- _Written problem_
Which lines in the entries below contain the word "person"? Find each one and copy it.

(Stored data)
★ ★ ★ ★

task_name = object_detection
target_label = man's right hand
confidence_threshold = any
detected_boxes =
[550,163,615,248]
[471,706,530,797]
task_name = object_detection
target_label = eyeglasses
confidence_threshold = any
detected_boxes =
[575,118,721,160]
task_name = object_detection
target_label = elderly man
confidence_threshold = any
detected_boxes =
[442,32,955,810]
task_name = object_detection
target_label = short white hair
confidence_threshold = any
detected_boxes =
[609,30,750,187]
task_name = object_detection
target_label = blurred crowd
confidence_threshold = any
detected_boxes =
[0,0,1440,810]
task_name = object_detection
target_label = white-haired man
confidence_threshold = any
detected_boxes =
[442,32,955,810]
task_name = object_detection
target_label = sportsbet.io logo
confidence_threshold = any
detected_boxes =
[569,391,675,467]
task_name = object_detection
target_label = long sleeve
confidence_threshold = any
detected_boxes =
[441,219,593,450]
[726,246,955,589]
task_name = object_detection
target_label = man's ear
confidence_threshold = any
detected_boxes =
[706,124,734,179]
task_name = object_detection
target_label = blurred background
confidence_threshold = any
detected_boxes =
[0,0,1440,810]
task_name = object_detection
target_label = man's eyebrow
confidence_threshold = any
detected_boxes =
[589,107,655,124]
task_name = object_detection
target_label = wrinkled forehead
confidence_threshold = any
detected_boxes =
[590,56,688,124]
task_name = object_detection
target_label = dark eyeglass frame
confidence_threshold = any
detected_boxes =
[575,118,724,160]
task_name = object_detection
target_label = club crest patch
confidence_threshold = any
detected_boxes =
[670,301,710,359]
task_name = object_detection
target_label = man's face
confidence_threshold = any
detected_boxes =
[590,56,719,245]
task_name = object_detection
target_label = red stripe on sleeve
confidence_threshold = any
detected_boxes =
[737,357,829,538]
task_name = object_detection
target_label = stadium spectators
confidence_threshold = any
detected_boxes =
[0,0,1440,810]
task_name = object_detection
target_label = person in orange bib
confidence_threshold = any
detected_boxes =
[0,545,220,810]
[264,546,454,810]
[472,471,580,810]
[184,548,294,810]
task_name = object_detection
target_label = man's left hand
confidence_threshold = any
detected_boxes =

★ ★ ★ ★

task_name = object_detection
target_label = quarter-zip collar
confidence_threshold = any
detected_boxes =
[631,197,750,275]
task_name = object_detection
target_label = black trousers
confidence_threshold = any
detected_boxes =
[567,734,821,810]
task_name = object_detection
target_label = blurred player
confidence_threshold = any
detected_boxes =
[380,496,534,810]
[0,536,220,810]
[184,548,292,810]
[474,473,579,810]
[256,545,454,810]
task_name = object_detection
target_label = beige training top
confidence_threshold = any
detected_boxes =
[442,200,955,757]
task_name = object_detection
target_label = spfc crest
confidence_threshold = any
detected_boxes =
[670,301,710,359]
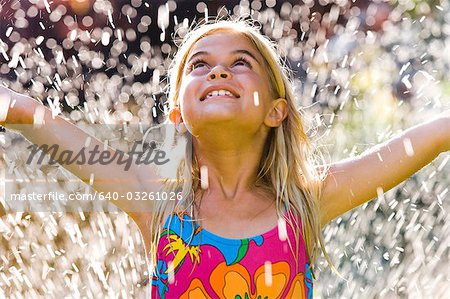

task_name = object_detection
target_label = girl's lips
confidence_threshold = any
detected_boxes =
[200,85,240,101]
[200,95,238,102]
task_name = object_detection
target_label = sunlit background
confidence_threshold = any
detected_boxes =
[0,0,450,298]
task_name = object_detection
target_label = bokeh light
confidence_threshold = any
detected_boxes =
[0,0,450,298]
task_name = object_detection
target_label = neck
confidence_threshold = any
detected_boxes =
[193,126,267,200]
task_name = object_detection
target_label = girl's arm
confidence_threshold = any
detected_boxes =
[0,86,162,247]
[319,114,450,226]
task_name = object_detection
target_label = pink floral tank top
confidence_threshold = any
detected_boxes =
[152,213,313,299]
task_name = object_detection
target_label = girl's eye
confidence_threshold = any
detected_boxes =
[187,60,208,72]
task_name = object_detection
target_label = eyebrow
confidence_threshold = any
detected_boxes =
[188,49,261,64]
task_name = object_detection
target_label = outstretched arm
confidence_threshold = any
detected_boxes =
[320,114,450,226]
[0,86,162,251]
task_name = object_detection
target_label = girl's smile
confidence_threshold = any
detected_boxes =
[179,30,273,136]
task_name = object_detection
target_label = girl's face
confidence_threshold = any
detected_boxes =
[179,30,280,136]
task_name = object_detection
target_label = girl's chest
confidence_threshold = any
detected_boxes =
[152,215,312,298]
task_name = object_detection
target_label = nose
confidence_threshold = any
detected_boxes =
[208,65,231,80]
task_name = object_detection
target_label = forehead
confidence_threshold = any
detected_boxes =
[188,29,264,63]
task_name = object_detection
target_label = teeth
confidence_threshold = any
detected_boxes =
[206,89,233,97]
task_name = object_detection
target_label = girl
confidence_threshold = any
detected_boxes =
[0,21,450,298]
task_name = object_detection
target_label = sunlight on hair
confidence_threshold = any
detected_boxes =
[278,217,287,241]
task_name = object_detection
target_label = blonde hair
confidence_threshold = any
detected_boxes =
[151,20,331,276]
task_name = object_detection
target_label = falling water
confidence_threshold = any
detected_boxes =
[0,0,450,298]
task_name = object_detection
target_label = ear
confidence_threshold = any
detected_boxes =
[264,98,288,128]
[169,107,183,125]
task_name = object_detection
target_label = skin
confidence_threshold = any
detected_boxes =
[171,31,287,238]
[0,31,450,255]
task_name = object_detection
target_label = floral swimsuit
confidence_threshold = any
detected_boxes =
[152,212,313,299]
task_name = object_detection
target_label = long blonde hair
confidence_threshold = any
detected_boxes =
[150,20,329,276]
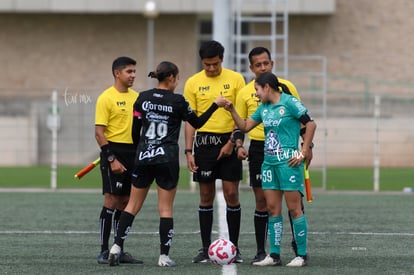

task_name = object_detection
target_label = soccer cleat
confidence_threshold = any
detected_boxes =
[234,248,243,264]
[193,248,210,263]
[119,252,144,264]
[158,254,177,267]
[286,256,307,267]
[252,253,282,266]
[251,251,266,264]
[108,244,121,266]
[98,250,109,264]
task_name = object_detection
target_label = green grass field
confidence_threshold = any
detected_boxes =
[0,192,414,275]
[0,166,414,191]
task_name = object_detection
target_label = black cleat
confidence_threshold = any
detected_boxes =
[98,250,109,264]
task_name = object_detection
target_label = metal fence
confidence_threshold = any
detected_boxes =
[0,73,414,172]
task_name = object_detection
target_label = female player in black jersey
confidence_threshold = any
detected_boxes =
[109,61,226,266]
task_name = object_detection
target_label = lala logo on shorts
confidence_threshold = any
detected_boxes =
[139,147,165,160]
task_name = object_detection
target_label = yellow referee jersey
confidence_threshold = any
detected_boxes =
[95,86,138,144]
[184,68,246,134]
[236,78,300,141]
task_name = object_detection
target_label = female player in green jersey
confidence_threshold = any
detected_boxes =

★ ★ ★ ★

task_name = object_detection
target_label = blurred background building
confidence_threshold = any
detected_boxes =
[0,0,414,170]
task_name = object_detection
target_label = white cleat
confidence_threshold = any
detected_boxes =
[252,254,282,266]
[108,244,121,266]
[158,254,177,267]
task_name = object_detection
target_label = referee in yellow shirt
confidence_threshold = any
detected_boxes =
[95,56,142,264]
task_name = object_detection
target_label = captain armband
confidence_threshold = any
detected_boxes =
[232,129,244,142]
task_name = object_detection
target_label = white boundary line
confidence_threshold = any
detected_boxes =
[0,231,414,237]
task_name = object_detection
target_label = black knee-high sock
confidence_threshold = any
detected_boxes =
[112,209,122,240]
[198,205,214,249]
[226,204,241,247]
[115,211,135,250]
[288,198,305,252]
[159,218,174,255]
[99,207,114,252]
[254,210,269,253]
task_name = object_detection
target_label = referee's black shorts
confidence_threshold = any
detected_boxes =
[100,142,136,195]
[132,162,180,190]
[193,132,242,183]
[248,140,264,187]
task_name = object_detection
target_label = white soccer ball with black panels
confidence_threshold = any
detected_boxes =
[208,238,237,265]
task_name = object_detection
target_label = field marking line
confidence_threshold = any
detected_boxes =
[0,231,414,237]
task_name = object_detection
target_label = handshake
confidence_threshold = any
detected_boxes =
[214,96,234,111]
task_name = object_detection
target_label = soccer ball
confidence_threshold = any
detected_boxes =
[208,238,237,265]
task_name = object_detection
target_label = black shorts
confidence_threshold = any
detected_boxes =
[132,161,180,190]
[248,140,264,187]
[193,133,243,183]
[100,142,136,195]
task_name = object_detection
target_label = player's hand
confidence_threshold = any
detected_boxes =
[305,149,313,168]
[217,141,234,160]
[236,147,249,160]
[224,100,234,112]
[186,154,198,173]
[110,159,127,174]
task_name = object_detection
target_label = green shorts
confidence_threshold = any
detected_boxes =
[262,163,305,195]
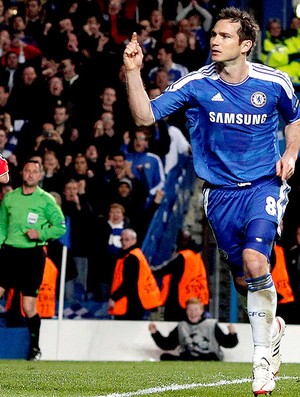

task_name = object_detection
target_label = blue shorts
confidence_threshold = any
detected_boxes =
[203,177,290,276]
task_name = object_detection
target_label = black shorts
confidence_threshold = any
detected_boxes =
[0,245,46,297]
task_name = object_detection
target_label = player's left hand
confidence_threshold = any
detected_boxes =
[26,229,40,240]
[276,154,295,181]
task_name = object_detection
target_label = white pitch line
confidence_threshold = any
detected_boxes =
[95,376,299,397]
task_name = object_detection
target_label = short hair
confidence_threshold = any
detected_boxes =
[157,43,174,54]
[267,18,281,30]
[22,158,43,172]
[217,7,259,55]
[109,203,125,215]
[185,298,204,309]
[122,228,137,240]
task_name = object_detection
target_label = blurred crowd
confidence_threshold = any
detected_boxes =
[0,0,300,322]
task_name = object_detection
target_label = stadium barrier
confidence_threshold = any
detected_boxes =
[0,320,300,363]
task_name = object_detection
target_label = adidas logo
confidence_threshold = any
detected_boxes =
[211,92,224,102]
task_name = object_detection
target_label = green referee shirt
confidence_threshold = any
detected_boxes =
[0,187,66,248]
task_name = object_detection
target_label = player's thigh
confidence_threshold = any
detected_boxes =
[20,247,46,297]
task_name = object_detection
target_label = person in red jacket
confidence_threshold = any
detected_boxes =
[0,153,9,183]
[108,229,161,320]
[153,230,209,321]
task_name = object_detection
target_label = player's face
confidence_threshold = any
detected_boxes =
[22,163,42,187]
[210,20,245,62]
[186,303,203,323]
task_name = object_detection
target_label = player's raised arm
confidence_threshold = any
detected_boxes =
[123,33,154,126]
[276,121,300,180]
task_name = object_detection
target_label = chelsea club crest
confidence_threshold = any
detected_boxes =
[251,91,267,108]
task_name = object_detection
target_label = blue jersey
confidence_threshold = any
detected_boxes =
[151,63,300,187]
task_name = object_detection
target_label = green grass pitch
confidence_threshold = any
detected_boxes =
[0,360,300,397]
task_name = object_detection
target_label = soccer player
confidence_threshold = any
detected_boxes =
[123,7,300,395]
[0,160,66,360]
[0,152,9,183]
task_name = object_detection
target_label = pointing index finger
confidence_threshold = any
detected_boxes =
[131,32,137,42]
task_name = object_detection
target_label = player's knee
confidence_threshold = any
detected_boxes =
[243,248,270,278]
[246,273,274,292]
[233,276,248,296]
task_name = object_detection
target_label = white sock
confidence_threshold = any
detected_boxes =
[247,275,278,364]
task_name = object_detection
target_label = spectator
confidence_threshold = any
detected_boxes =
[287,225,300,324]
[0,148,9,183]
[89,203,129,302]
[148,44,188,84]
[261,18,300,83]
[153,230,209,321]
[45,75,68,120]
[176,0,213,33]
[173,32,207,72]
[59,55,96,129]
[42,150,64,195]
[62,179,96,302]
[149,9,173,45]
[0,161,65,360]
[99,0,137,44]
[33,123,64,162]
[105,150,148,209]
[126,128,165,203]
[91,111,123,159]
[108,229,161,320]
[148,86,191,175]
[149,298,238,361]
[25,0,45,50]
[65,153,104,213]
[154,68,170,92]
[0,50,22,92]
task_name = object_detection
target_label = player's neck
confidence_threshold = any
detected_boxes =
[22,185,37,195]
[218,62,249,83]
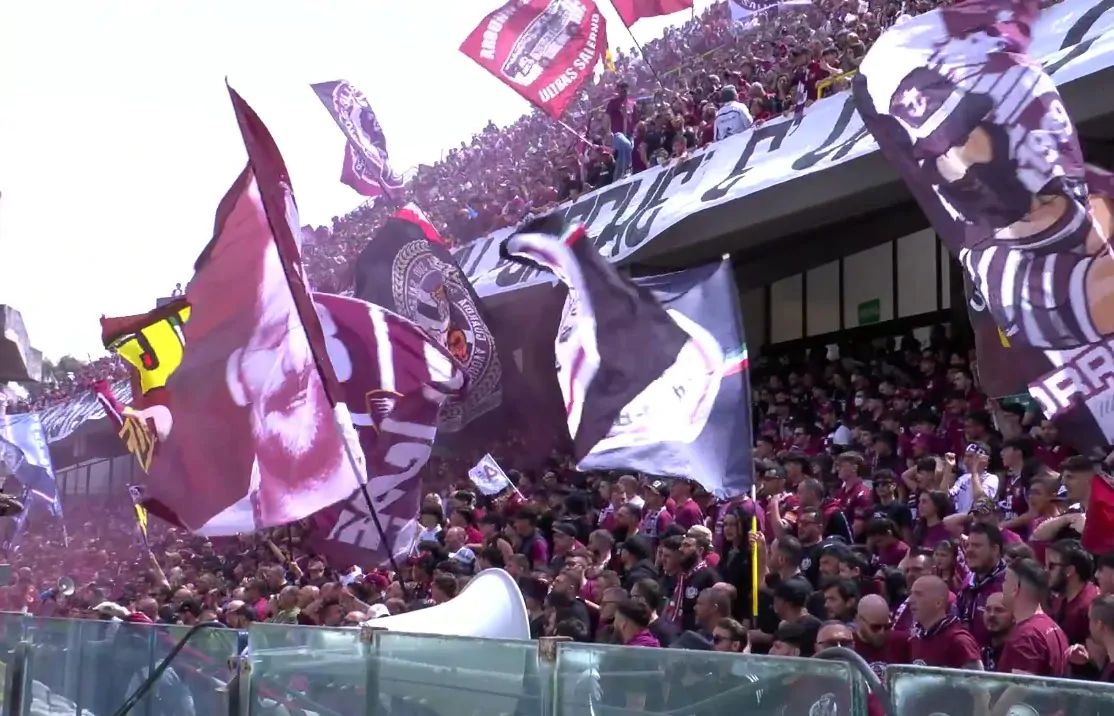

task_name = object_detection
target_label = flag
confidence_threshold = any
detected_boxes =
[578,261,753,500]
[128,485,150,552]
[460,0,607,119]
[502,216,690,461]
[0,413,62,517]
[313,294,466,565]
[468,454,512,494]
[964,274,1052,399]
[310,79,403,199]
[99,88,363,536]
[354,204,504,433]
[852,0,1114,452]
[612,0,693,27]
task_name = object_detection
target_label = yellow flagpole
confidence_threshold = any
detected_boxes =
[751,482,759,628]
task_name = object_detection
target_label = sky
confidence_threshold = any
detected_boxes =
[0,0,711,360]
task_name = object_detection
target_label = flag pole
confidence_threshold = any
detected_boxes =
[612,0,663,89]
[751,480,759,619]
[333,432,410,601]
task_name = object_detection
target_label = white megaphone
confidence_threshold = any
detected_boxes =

★ ★ ★ ★

- _Output_
target_label = person in orange bib
target_label = person in red jacket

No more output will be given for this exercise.